> _Excerpt provided_
***

So that calypso died, right? Eventually, I had a younger sister. Like I said there were seven of
us, so my youngest sister, she would be easily twelve, fourteen years younger than I am. She
started going to school and by that time calypso competitions in schools had become popular
and she wanted to enter. And I wrote a calypso for her. I don't think she was very successful
with it. I had, I have a brother who was after that youngest sister, the very last of my mother's


 
children. He also started going to school. And there was a competition in his school and I wrote
for him. It was a humorous calypso I wrote for him. You know, he came and he said they had
this and given that I felt I had some skill, I thought I would write it for him and what I did was, I
wrote a calypso arguing, I mean quite flippantly, but now when I think about it’s, I’d probably say
the same thing now forty years after, that politicians are not doing a good job of managing the
country. What we should do is to put sportsmen to do it, because sportsmen really seem to be
doing well. And I showed how in the calypso, you know, because at that time Mr. Universe in
one of the divisions was a Trinidadian. So, I would argue for example that he could be Defense
Force because he was strong and he could. And my brother chickened out. He didn’t enter the
competition. That same year, I was at University. And there was a competition at the University,
but you had to sing two calypsos. So, I had to find a second song. And I felt strongly about
capital punishment and I wrote a calypso about capital punishment. And I sang the two and won
the competition.
HM: So that, so those were both inspired by . . .
SP: Events.
HM: . . . your observations of local events, . . .
SP: Right.
HM: . . . the politics and . . .
SP: And I don’t think, largely that hasn’t changed much. That hasn’t . . .
HM: That would be . . .
SP: . . . that has been my focus.
HM: . . . your chief source of inspiration.
SP: Yes, right.
HM: So, I was going to say are you drawn to particular themes. So they would they be social
and political?
SP: Yes.
HM: That would be the best way to say . . .
SP: Largely, largely. Yes, yes.
HM: How are you influenced by the community, so you’re, these are, you’re being influenced by
events, but what about the local community? Are you, do you feel like you’re a spokesperson for
the community?
SP: Well . . .
HM: Or, you know when you express these things or . . .


 
SP: In this way, you know. If you are a calypsonian as I have been, and after a time, because
of, you know, because of performing and so on, you become well-known, your images appear in
the newspaper or television. People would see you and say to you, “Why don't you sing on . . .

***

> _Short problem 1_
Return every line of the listing that contains the string "instances", treating uppercase and lowercase as different.

Object outline annotations:
***

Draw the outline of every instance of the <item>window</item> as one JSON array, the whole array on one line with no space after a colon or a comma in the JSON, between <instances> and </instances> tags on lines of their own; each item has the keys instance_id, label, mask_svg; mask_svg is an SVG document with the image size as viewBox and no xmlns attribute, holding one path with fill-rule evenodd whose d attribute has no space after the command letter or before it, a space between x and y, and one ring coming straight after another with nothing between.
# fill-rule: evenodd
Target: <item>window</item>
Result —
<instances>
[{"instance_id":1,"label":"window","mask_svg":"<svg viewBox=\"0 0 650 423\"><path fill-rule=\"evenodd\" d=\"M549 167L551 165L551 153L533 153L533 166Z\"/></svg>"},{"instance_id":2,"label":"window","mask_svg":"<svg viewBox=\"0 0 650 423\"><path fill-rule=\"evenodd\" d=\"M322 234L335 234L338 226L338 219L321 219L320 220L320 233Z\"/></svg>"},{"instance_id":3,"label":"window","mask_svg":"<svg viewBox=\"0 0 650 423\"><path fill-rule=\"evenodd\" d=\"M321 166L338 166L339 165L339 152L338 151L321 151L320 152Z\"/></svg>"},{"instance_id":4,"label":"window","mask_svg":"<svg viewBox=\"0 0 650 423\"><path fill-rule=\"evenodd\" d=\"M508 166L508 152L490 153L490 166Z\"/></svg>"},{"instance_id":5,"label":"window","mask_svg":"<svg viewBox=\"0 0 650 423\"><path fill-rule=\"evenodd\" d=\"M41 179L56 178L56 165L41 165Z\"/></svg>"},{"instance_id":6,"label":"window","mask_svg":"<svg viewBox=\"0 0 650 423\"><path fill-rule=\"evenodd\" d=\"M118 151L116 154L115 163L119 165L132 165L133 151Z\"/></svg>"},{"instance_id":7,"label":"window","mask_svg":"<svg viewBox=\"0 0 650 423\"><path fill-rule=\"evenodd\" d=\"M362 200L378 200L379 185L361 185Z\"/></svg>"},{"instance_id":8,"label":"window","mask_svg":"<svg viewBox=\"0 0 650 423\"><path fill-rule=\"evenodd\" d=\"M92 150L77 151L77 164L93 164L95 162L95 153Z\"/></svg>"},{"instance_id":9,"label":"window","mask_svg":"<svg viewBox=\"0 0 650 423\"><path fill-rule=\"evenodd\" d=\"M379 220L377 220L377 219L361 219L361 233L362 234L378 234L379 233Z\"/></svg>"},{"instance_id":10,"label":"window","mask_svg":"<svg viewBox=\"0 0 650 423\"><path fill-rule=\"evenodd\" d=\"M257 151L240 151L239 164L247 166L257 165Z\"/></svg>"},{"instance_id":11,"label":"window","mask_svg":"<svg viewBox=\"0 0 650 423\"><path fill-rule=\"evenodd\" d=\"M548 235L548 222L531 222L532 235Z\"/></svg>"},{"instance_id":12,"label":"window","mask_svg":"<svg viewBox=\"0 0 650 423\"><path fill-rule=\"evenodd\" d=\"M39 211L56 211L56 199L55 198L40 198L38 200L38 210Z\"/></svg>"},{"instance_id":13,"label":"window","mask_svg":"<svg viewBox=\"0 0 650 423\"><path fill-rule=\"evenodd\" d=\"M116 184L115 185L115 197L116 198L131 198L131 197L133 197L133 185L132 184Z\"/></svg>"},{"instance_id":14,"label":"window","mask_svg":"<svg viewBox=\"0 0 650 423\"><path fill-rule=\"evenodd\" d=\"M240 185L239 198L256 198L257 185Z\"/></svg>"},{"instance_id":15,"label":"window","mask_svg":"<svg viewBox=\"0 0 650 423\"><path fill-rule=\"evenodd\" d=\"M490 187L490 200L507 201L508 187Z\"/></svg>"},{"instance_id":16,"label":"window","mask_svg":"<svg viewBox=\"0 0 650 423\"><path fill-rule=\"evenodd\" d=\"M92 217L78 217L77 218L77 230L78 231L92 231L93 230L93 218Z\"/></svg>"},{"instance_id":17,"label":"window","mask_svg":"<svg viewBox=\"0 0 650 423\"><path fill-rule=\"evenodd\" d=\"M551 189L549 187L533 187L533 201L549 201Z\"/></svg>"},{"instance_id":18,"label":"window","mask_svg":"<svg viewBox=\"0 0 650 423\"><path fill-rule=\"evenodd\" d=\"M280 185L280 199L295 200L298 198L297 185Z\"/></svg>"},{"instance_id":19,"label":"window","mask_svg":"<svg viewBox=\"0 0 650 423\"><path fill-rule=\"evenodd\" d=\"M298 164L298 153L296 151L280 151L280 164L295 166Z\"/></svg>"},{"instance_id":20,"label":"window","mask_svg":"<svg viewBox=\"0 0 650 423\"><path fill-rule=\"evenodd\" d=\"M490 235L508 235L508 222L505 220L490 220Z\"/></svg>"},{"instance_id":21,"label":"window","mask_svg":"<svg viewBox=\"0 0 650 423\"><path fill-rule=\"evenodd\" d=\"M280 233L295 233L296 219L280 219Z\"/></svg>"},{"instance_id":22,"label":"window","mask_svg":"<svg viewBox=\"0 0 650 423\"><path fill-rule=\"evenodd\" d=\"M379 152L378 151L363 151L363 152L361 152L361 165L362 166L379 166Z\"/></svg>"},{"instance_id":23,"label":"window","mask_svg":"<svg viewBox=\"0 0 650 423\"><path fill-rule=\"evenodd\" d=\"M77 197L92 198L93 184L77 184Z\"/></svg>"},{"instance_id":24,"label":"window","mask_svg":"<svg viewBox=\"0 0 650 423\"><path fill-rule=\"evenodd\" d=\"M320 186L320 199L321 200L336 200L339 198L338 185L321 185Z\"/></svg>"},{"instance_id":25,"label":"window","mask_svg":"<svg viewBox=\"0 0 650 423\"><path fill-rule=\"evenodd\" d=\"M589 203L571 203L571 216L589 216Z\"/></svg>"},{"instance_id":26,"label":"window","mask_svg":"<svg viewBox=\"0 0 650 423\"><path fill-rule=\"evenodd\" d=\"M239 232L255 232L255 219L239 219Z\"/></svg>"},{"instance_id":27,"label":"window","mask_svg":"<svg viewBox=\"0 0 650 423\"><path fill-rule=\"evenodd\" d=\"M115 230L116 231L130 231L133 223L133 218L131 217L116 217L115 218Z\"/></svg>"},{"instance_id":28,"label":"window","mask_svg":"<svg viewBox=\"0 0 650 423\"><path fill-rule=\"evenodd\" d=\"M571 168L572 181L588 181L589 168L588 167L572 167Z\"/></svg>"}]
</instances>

***

> _Short problem 2_
Answer these questions about the calypso interview:
(a) In the humorous calypso written for the brother, who should manage the country instead of politicians?
(b) How many calypsos did entrants have to sing in the University competition?
(c) What one-word reply does SP give when HM asks what inspired those calypsos?

> _Task response 1_
Draw the outline of every instance of the <item>window</item> as one JSON array, the whole array on one line with no space after a colon or a comma in the JSON, between <instances> and </instances> tags on lines of their own; each item has the keys instance_id, label, mask_svg; mask_svg is an SVG document with the image size as viewBox and no xmlns attribute, holding one path with fill-rule evenodd whose d attribute has no space after the command letter or before it, a space between x and y, and one ring coming straight after another with nothing between.
<instances>
</instances>

> _Task response 2_
(a) Sportsmen
(b) Two
(c) Events